*INSTRUCTIONS TO FOLLOW*: Copy the records below exactly as they appear.

— begin SOURCE RECORDS —

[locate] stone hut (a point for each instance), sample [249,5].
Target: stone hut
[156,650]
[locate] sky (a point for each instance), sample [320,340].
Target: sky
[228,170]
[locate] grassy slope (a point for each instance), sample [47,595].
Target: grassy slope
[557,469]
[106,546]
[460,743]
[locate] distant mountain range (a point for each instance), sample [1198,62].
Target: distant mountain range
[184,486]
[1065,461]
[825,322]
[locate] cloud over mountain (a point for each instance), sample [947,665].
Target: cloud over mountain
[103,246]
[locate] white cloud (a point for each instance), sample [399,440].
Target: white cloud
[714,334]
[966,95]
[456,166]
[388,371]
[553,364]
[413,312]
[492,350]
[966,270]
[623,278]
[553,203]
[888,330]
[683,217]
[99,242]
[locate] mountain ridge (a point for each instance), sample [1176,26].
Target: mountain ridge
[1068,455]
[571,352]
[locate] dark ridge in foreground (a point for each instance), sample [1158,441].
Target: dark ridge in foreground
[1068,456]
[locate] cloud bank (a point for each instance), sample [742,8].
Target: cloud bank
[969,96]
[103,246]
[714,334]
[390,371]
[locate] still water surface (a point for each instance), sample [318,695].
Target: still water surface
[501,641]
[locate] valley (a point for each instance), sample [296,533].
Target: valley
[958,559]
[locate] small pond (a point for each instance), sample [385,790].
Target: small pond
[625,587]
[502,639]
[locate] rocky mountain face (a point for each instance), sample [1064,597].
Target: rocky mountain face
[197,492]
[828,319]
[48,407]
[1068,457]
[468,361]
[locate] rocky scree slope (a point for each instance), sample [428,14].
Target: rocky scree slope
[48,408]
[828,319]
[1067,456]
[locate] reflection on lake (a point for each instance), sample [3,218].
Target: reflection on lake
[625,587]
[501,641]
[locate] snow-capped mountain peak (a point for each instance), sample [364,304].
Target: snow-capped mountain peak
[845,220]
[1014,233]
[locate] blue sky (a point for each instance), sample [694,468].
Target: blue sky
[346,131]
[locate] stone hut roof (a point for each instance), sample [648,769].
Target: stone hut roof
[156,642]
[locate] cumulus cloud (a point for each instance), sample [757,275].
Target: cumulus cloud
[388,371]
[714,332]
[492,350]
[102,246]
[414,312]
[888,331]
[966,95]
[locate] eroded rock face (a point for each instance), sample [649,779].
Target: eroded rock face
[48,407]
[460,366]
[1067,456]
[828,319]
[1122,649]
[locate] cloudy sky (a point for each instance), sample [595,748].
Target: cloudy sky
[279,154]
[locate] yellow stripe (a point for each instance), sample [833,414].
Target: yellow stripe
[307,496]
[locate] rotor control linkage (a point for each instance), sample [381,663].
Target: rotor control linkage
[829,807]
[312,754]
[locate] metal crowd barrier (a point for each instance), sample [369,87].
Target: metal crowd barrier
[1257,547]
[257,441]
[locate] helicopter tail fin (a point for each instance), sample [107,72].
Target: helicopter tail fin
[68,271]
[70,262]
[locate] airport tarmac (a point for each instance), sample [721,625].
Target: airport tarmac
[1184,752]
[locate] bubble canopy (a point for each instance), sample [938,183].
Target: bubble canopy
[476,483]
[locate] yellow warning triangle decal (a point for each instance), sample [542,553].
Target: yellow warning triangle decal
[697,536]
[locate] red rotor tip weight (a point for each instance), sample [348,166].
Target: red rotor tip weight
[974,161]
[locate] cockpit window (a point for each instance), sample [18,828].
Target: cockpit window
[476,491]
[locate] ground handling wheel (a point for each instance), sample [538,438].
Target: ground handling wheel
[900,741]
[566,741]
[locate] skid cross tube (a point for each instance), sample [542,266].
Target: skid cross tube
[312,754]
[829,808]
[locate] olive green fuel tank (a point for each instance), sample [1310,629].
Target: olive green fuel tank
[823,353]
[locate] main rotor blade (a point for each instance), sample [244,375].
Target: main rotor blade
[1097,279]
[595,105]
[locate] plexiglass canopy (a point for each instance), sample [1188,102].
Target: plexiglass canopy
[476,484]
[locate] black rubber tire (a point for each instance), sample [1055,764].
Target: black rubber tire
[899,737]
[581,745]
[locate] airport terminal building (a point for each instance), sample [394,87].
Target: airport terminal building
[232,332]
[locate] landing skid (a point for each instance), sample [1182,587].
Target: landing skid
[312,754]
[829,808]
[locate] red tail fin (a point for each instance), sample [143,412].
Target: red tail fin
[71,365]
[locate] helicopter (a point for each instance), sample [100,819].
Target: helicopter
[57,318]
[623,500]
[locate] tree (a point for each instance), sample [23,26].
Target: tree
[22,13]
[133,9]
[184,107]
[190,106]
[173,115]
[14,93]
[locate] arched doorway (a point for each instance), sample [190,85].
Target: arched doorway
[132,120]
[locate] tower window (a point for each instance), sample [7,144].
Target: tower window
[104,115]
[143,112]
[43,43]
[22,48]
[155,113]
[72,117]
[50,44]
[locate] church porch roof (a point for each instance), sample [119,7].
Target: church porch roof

— end SOURCE RECORDS —

*ANSWER TO THIS TASK*:
[locate] stone hut (a point for each instance), sample [249,5].
Target: stone hut
[156,650]
[locate] sky (a point for each instance), sample [320,340].
Target: sky
[228,170]
[locate] grassy slope (a point for each instance), sample [47,595].
Target: grassy slope
[557,469]
[106,546]
[460,743]
[locate] distant mountain range (a point for each instance), sample [1198,62].
Target: distant mountain range
[184,486]
[1065,461]
[825,322]
[locate] cloud over mountain (a point for each instance), sample [947,665].
Target: cloud over mountain
[103,246]
[locate] white cloud (a point for each instance), sample [399,440].
Target: white cloud
[714,334]
[966,95]
[456,166]
[388,371]
[553,364]
[413,312]
[492,350]
[966,270]
[623,278]
[553,203]
[888,330]
[683,217]
[99,242]
[locate] mountain ridge (a point for each instance), sample [1176,26].
Target: mountain ridge
[1068,455]
[571,352]
[locate] dark ridge in foreground (a point for each instance), sample [1158,441].
Target: dark ridge in foreground
[1068,456]
[locate] cloud bank (a point for each instance), sample [742,8].
Target: cloud bank
[969,96]
[103,246]
[714,334]
[390,371]
[locate] still water surface (a point for each instance), sample [318,695].
Target: still water surface
[501,641]
[locate] valley (a point for each instance), sample [296,533].
Target: valley
[958,559]
[locate] small pond (a point for each instance), sample [385,790].
Target: small pond
[625,587]
[502,639]
[locate] rocky mountain face (a point for each instance), sample [1064,597].
Target: rocky mountain face
[197,492]
[828,319]
[48,407]
[1068,457]
[468,361]
[locate] rocky scree slope (a point for each instance), sample [428,14].
Target: rocky scree slope
[48,408]
[828,319]
[1067,456]
[locate] reflection on lake (a point for each instance), sample [3,218].
Target: reflection on lake
[625,587]
[501,641]
[locate] snow-capped mountain peak (a point for each instance), sample [364,304].
Target: snow-capped mountain peak
[845,220]
[1014,233]
[locate] blue sky (a point for each instance), sample [694,468].
Target: blue sky
[346,131]
[locate] stone hut roof (a point for each instance), sample [648,769].
Target: stone hut roof
[156,642]
[locate] cumulus cloud (a point for each instance), sample [757,275].
Target: cumulus cloud
[388,371]
[714,332]
[492,350]
[102,246]
[414,312]
[888,331]
[966,95]
[locate] eroded rock face (a point for each instance), sample [649,779].
Target: eroded rock face
[48,407]
[460,366]
[1067,456]
[828,319]
[1122,649]
[locate] cloudy sky (a point for each instance), sample [595,748].
Target: cloudy sky
[279,154]
[locate] yellow stripe (a point for each instance), sample [833,414].
Target: yellow stripe
[307,496]
[locate] rotor control linkage (a point for each instance), sample [381,663].
Target: rotor control linkage
[829,807]
[312,754]
[locate] metal crowd barrier (a point for each instance), sample [369,87].
Target: metal crowd barrier
[1257,547]
[257,441]
[locate] helicopter tail fin (a point for each instance), sample [107,72].
Target: helicopter tail fin
[68,271]
[70,262]
[locate] airport tarmac (a point for each instance), sample [721,625].
Target: airport tarmac
[1184,752]
[locate] bubble canopy (a point for each instance), sample [938,183].
Target: bubble canopy
[476,483]
[locate] yellow warning triangle decal (a point for each instance), sample [542,553].
Target: yellow warning triangle decal
[697,536]
[locate] red rotor tip weight (a point for each instance), sample [348,166].
Target: red rotor tip weight
[974,161]
[locate] cockpit window (a point for each instance), sample [18,828].
Target: cockpit window
[476,491]
[locate] ground handling wheel (a point for each instance), sample [538,438].
Target: ground handling wheel
[900,741]
[566,741]
[locate] skid cross tube (a point for each instance), sample [542,266].
Target: skid cross tube
[312,754]
[829,808]
[locate] olive green fuel tank (a point for each instance), sample [1310,629].
Target: olive green fuel tank
[823,353]
[locate] main rotor blade (a point for each instance), sample [244,375].
Target: main rotor blade
[1097,279]
[595,105]
[locate] plexiglass canopy (a point for each instance), sample [1188,102].
Target: plexiglass canopy
[476,484]
[locate] black rubber tire (a point for each instance), sample [1055,764].
Target: black rubber tire
[899,737]
[581,745]
[locate] airport terminal building (a point for each instance), sample [394,87].
Target: airport terminal building
[232,332]
[locate] landing skid (a point for each instance), sample [1182,587].
Target: landing skid
[312,754]
[829,808]
[locate] red tail fin (a point for each instance), sample [143,412].
Target: red tail fin
[71,365]
[locate] helicopter (a point for each instance), sample [100,819].
Target: helicopter
[57,318]
[623,500]
[locate] tree (a point for each instance), sample [23,26].
Target: tree
[22,13]
[133,9]
[184,107]
[190,106]
[173,115]
[14,93]
[locate] arched doorway (a point for each instance), sample [190,85].
Target: arched doorway
[132,120]
[locate] tower window (a point for each instance), sample [7,144].
Target: tower window
[104,115]
[143,112]
[43,43]
[22,48]
[155,113]
[72,117]
[50,44]
[locate] church porch roof (a point for each instance), sample [119,7].
Target: church porch roof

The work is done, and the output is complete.